Универсализм христианства, в котором "несть ни варвар, ни скиф, ни еллин,
ни иудей", привился в кочевом мире, потому что он не третировал кочевников
как неполноценных людей и не вел к подчинению чужому хану, будь то "Сын
Неба" или "Наместник пророка". Напротив же, победа "китайского гуманизма"
[є60], т.е. стремление избавиться от чужеродных элементов в своей,
культуре, свелась к расправе над беззащитными подданными и потому не
перехлестнула китайскую стену.

**ИСХОДНЫЕ МАТЕРИАЛЫ:**
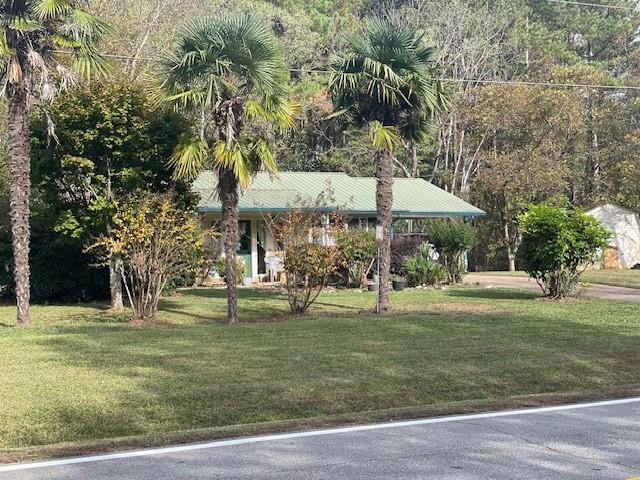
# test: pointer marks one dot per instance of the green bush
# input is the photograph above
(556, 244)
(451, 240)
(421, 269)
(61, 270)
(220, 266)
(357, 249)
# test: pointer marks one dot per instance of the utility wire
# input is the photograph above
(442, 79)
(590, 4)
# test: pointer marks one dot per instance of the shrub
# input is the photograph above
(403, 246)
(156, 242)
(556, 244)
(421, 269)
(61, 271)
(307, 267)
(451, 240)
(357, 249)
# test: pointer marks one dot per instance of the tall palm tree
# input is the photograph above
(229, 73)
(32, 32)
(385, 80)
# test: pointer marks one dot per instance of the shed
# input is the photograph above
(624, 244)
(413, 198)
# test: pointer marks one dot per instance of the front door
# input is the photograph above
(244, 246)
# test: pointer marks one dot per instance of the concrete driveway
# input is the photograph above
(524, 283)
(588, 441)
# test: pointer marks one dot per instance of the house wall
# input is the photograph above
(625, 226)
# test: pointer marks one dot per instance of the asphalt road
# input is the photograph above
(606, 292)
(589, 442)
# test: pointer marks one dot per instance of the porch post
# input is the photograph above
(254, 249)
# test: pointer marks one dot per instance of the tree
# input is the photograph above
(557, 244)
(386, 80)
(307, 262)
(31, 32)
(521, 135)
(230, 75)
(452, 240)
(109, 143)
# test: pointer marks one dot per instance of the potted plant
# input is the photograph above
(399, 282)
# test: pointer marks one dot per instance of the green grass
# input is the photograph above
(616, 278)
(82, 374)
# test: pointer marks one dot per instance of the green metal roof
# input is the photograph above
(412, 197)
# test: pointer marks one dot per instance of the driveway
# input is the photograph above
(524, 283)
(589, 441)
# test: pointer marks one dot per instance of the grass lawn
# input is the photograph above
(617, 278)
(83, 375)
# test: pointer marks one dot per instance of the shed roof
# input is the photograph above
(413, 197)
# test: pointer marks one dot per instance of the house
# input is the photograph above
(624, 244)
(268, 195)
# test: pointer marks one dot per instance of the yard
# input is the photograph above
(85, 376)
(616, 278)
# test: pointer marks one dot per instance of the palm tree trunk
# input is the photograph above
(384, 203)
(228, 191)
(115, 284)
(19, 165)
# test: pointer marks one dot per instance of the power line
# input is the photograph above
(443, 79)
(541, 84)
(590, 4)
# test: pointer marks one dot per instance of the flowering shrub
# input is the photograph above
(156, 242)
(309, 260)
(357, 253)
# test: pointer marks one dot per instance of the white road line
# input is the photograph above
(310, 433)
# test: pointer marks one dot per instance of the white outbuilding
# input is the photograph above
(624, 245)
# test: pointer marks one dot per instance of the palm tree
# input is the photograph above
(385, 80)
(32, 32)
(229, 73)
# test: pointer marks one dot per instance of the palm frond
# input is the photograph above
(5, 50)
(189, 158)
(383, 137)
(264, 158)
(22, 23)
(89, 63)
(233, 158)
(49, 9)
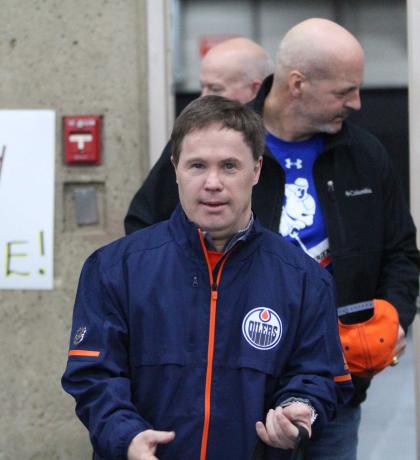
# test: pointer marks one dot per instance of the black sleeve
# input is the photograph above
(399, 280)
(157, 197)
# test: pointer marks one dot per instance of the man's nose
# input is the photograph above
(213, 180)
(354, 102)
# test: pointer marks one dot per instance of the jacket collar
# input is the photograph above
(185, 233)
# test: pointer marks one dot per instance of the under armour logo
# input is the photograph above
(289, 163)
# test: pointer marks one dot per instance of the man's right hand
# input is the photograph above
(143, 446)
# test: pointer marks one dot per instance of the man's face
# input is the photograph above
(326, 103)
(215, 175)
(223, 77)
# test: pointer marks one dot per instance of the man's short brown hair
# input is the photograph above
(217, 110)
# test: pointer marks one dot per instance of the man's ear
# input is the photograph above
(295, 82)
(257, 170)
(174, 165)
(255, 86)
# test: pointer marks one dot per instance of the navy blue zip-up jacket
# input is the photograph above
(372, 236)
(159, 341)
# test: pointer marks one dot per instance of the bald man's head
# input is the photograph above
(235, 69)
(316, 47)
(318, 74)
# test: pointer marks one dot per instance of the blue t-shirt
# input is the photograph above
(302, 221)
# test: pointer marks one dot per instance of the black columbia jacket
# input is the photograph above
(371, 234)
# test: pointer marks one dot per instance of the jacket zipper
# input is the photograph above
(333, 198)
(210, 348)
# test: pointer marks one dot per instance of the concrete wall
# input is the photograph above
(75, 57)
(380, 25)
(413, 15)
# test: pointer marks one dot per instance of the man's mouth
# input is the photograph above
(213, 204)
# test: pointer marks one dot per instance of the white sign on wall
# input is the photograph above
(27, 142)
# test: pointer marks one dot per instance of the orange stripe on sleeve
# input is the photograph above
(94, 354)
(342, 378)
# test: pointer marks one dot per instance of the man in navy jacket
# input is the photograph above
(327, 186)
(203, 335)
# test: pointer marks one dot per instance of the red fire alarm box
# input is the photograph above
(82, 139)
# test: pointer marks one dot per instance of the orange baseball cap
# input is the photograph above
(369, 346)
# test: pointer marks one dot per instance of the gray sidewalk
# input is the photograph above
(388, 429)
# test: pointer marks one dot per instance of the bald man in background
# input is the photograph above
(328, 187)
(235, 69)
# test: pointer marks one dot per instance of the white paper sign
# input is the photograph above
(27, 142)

==

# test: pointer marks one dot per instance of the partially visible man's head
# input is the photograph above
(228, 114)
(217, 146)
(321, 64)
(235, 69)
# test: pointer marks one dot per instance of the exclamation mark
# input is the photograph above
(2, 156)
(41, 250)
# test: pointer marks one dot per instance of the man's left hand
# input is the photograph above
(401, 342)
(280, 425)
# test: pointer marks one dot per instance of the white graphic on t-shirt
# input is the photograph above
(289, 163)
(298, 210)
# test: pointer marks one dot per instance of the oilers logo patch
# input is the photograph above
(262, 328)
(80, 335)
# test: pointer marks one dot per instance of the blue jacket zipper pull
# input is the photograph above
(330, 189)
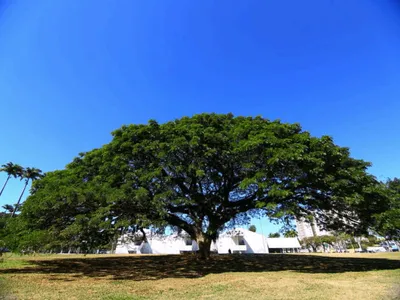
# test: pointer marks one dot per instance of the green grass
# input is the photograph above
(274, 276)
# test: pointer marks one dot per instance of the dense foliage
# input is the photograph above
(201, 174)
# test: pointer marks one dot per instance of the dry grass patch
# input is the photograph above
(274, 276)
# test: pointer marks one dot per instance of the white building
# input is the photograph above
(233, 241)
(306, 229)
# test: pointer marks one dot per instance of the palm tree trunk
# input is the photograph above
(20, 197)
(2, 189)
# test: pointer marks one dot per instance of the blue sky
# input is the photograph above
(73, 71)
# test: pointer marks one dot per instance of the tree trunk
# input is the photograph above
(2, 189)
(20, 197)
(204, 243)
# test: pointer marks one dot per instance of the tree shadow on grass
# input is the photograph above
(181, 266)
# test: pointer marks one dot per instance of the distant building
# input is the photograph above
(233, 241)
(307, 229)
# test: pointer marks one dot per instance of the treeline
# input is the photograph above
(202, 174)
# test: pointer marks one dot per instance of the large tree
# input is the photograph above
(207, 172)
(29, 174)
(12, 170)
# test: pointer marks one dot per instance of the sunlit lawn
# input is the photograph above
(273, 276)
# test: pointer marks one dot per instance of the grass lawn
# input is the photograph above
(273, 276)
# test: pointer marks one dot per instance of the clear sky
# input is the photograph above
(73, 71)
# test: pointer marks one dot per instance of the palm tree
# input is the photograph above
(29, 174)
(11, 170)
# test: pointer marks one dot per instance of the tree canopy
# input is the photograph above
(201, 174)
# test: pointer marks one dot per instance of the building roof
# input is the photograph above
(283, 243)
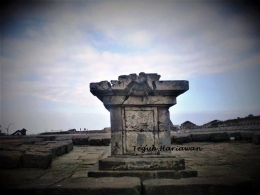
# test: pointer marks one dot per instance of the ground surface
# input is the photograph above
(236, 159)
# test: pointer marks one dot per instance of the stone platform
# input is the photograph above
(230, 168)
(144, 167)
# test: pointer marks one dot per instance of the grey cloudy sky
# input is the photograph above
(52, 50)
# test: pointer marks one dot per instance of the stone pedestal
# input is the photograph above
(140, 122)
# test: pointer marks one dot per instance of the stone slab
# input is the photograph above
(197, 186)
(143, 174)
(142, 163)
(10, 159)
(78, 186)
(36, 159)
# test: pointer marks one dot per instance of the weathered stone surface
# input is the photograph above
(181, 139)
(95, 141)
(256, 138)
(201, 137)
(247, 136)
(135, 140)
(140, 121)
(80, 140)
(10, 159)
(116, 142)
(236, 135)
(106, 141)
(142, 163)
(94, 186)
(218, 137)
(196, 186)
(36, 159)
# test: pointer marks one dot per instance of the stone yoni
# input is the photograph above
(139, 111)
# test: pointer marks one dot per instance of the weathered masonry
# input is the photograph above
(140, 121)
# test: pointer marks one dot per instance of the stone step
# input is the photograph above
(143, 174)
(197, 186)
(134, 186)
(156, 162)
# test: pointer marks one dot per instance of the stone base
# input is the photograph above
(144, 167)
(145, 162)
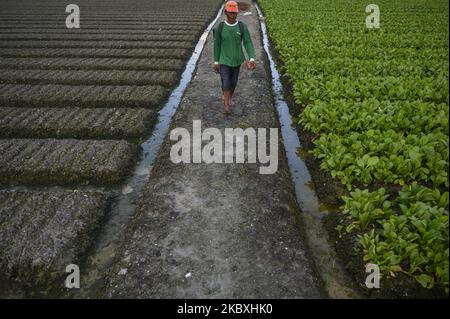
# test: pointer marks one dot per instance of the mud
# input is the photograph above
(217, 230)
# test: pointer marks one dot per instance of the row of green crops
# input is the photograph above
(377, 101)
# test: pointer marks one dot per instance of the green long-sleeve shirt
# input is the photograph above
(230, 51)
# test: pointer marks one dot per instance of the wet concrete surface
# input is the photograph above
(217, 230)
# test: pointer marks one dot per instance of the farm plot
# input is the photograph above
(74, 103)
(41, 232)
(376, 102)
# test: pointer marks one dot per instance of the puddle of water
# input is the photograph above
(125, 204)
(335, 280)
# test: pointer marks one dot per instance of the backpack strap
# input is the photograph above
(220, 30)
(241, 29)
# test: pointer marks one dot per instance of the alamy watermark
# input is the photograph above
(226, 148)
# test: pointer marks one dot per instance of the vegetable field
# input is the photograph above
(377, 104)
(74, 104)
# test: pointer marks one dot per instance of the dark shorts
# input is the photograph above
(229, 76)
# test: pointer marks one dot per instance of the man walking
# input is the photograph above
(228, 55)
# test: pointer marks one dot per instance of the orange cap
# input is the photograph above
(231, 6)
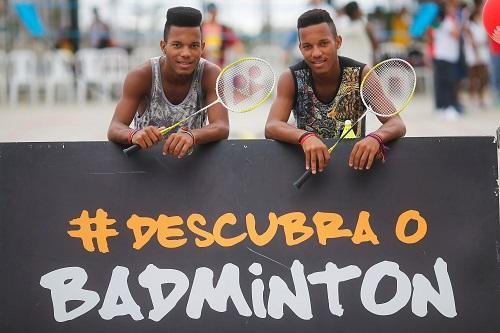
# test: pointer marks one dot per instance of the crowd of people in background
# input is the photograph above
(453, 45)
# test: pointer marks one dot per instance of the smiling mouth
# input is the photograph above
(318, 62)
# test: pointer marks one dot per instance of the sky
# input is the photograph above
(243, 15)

* * *

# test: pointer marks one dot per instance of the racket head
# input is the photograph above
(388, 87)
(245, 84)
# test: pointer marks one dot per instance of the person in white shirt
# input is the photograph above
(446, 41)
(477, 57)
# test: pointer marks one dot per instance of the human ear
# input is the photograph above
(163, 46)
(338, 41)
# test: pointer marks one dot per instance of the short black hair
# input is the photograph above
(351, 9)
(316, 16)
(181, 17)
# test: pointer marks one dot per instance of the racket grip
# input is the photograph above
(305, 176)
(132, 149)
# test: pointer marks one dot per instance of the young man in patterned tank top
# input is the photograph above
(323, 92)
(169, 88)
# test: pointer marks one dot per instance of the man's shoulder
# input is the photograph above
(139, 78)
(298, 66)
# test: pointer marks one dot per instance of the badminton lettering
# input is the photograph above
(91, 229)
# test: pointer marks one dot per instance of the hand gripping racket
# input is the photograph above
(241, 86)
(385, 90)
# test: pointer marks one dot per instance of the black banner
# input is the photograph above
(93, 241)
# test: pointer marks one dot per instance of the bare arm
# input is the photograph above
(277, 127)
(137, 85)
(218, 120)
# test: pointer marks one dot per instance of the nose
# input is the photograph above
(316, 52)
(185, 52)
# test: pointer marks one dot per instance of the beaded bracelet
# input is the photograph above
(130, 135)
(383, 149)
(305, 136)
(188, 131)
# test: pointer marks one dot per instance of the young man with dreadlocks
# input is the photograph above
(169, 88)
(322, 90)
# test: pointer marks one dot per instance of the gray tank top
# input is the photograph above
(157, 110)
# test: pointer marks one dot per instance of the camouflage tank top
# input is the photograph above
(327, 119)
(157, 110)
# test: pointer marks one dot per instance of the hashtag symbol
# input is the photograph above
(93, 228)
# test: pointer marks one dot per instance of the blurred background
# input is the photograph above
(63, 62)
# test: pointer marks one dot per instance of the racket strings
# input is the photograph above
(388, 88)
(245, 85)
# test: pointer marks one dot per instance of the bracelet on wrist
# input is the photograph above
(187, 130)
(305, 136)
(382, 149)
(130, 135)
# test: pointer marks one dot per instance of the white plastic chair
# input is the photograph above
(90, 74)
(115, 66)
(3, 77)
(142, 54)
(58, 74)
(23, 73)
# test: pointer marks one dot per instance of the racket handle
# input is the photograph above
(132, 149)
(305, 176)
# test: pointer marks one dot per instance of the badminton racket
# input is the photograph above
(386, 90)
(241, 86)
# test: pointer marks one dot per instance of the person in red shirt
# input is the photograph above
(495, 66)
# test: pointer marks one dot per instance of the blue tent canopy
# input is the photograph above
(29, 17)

**ЗАДАНИЕ:** Продолжите фрагмент о распространении христианства в кочевом мире, начав сразу после его последнего предложения.

**ОТВЕТ:**
К 1000 г. несторианство в Китае исчезло [є61]. Сунское правительство
объявило войну религии как таковой и победило. Но кого? Кучку монахов и
немногих пограничных метисов, искавших утешения и покоя! Уцелевшие
китайские несториане бежали в степь, и с этого момента несторианство стало
антикитайской силой, во много раз более мощной, чем до гонений. А теперь
поставим острый вопрос: так ли уж нам надо разбираться в судьбах
вероисповеданий и мнений? Какое это имеет значение для судеб гибнувшего
Китая, поднимавшейся Западной Маньчжурии, покинутой народом Уйгурии,
наполнявшегося людьми Тангутского царства? Что нам даст изучение
религиозных движений вместо разбора социально-экономических отношений, о
которых в этой работе говорится только мимоходом? Даст много, ибо
идеологические системы не что иное. как индикатор глубинных процессов -
экономических, социальных и этногенетических. Фантастическое мифологемы -
пена на воде. но по пене мы определяем глубину реки и скорость течения.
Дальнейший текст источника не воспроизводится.